** PROBLEM DETAILS **
Pull out every line in the records below that contains the word "else", and copy each one in full.

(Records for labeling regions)
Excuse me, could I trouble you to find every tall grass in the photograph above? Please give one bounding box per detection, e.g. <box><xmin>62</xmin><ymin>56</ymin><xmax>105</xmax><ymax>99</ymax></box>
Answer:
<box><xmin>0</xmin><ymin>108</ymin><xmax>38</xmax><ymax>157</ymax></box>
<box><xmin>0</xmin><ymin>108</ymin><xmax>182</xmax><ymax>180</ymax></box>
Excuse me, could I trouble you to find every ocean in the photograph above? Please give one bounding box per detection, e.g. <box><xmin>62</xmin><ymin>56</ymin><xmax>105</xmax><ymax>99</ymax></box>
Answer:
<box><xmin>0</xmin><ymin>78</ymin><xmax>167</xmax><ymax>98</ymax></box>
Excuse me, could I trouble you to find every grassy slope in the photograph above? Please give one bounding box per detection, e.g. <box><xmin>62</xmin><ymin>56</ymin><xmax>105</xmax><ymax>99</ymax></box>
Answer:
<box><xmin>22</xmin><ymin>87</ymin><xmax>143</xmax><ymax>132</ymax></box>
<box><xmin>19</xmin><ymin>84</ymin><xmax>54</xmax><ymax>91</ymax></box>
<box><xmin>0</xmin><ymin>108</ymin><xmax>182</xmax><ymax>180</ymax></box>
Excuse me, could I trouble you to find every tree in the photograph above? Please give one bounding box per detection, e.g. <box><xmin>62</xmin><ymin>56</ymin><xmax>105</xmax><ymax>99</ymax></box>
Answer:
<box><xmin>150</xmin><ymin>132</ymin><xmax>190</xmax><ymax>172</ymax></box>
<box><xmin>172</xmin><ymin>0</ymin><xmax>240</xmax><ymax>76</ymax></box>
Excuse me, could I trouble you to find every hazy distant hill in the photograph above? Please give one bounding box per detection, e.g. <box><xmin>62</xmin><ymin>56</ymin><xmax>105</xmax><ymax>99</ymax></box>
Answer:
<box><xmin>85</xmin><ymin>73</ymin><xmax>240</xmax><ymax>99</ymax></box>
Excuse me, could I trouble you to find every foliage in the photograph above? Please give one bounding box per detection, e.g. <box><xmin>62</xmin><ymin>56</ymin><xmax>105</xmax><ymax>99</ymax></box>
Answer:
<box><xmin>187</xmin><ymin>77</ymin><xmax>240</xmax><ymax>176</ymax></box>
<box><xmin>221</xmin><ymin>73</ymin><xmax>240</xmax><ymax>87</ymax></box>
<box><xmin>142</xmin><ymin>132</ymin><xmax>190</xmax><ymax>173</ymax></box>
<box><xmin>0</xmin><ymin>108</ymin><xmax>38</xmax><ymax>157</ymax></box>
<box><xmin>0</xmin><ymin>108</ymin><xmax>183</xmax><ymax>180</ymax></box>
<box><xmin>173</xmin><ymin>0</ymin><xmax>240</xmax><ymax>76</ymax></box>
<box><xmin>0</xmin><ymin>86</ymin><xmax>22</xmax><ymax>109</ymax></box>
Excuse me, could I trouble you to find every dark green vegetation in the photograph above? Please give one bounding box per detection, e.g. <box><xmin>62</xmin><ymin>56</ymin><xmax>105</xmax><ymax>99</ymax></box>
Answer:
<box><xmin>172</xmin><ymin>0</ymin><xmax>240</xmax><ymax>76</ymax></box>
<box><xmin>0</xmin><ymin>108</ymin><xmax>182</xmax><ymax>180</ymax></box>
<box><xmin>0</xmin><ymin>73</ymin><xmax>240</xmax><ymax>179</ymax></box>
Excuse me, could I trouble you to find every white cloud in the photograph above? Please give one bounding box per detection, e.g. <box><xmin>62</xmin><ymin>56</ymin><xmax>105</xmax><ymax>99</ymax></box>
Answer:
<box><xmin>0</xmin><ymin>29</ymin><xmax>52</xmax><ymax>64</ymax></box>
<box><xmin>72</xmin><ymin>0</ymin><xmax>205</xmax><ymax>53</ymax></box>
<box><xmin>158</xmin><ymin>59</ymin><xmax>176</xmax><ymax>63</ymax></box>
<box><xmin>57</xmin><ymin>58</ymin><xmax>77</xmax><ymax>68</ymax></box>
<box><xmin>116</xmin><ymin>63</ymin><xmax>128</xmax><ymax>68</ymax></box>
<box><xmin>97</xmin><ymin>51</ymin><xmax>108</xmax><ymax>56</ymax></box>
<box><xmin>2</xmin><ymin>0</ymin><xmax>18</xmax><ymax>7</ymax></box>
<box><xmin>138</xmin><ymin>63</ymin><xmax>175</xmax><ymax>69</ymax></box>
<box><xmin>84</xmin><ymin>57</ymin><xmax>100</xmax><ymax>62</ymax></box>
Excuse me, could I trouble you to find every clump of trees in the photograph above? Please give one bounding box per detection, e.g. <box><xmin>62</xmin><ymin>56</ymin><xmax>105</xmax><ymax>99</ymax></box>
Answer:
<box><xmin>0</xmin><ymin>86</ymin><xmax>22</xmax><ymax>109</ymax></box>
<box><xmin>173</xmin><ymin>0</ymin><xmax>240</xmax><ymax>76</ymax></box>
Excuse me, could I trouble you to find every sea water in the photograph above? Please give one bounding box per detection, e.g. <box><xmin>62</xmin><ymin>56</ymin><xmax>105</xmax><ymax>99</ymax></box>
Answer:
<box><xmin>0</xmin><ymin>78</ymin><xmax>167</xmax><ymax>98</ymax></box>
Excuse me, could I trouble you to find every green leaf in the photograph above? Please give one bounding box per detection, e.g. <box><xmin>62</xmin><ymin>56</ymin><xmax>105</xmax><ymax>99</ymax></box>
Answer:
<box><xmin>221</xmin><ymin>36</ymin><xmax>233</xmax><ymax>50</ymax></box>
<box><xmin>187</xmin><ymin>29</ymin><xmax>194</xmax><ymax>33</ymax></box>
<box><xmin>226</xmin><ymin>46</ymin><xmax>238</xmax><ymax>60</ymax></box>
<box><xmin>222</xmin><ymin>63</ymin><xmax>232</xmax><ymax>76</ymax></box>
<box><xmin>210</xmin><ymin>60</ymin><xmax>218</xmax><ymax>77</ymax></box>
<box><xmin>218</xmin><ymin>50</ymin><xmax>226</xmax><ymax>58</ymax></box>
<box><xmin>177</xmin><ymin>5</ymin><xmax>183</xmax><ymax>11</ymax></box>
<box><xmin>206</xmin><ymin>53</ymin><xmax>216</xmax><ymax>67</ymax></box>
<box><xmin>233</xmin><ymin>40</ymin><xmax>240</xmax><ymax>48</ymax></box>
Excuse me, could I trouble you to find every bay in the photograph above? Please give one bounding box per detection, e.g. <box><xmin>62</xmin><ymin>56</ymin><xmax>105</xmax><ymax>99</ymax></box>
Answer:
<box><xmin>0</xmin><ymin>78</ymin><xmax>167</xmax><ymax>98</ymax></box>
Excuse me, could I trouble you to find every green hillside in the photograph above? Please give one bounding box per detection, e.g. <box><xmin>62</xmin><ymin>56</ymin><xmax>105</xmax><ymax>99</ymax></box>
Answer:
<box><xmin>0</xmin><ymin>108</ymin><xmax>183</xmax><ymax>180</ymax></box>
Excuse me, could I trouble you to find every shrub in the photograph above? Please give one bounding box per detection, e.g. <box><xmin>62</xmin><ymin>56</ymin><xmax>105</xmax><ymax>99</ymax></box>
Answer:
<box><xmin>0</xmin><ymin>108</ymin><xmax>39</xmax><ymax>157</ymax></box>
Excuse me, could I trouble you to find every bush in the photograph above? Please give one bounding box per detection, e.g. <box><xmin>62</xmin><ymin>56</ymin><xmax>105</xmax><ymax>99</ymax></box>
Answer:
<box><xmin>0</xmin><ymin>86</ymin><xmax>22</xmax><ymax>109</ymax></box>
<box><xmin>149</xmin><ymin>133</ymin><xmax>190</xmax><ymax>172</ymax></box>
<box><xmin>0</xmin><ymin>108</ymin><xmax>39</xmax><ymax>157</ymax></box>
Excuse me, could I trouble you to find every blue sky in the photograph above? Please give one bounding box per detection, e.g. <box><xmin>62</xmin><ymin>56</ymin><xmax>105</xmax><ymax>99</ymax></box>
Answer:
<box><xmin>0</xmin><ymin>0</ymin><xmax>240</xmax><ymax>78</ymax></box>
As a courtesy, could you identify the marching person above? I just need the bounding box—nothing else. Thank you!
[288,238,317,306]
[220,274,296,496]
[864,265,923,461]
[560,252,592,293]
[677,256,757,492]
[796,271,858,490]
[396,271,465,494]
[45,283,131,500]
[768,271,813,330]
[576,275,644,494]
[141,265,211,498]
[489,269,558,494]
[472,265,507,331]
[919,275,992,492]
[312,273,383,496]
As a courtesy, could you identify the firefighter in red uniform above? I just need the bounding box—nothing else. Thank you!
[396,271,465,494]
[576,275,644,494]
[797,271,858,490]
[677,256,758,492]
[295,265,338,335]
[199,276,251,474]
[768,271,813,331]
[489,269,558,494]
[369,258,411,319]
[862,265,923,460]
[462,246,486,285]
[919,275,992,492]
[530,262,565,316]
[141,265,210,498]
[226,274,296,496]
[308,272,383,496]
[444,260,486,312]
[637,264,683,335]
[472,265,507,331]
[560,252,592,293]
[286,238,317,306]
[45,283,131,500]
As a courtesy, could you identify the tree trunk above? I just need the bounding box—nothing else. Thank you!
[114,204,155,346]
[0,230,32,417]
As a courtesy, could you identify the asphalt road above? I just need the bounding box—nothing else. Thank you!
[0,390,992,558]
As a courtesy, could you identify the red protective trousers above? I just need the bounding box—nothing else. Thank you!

** RIGHT ANSWER **
As a courtesy, could you identify the marching person above? I just need the bounding box—nothing else. Thank you!
As a courtesy, could you identify the firefighter in red uniform above? I just need the bounding box—nothing else. Thank you!
As a courtesy, could you identify the tree trunk above? I just need the bounding box—nothing else. Thank you!
As a courtesy, could you identify the asphalt road above? I just need the bounding box—nothing else. Thank you!
As a courtesy, could you identify the red protective trousers above? I just need the bounding box—nothing else. Thank you!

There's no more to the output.